◆ **Challenge**
Reproduce every one of the records below, substituting "rectangle" for each occurrence of "bounding box" and changing nothing else.

◆ **Information shown**
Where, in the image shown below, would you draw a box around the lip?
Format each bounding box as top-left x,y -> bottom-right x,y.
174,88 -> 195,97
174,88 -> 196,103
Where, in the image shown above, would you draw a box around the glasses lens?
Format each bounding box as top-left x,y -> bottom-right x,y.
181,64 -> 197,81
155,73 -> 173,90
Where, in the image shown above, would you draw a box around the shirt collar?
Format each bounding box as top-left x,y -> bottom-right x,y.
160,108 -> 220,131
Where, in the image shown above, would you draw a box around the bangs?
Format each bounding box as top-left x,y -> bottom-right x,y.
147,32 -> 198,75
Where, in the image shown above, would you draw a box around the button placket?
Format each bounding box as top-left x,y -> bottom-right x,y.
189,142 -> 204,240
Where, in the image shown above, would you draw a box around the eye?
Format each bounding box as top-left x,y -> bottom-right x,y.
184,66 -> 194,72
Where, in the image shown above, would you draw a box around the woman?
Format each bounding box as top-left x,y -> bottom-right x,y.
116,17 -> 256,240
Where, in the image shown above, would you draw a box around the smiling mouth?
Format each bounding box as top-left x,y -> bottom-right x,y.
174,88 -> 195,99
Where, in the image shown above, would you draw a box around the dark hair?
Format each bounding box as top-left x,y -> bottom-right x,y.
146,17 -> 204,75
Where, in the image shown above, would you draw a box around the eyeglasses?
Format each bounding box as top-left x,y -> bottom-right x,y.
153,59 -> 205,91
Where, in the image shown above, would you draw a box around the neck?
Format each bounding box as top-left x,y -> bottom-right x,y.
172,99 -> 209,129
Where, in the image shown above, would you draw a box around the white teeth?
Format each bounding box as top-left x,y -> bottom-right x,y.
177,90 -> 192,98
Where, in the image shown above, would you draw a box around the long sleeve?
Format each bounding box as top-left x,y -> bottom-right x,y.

◆ **Task response**
Where, in the image shown below, would you draw a box around the lip?
Format each rectangle as top-left x,y -> bottom-right x,y.
174,88 -> 195,97
174,88 -> 196,103
Where, in the image shown above, would you draw a box around the glasses lens?
Format each rectangle as top-left x,y -> bottom-right x,y.
181,64 -> 197,81
155,73 -> 173,90
Where, in the image shown above, would you draw a box around the shirt collar?
Format each rectangle as top-left x,y -> bottom-right x,y.
160,108 -> 220,131
Where, in the image shown above, would you draw a box around the bangs?
Format each rectangle as top-left x,y -> bottom-right x,y.
147,32 -> 198,75
Where, in the image shown above, would you draw a box around the button placket?
Format each rectangle as top-left x,y -> bottom-right x,y.
189,142 -> 204,240
Where, in the image shown above, would you draw a box around the eye?
Format each rectangle as top-left x,y -> bottom-right x,y.
184,66 -> 194,72
Where, in the image shown above, would you draw a box around the woman?
Format each rectangle as top-left x,y -> bottom-right x,y.
116,17 -> 256,240
Where, in the image shown above, would you draw a box around the smiling mouth?
Format each rectangle as top-left x,y -> bottom-right x,y.
174,88 -> 195,99
Where, in the image shown above, would you draw a box around the dark hair?
Format each rectangle as top-left x,y -> bottom-right x,y.
146,17 -> 204,75
Where, in the image shown above, would you draw a box around the eyeglasses?
Format each rectangle as top-left x,y -> bottom-right x,y.
153,59 -> 205,91
Where, in the image shown above, would you draw a box around the neck?
Format each rectangle as top-left x,y -> bottom-right x,y.
172,99 -> 209,129
Where, in the image shown above, would you draw a box around the white teeth?
Format each rectangle as top-left x,y -> bottom-right x,y.
177,90 -> 192,98
Where, in the image shown above, would you draw a box around the long sleeve?
Format each rectangle as top-left x,y -> bottom-right x,y.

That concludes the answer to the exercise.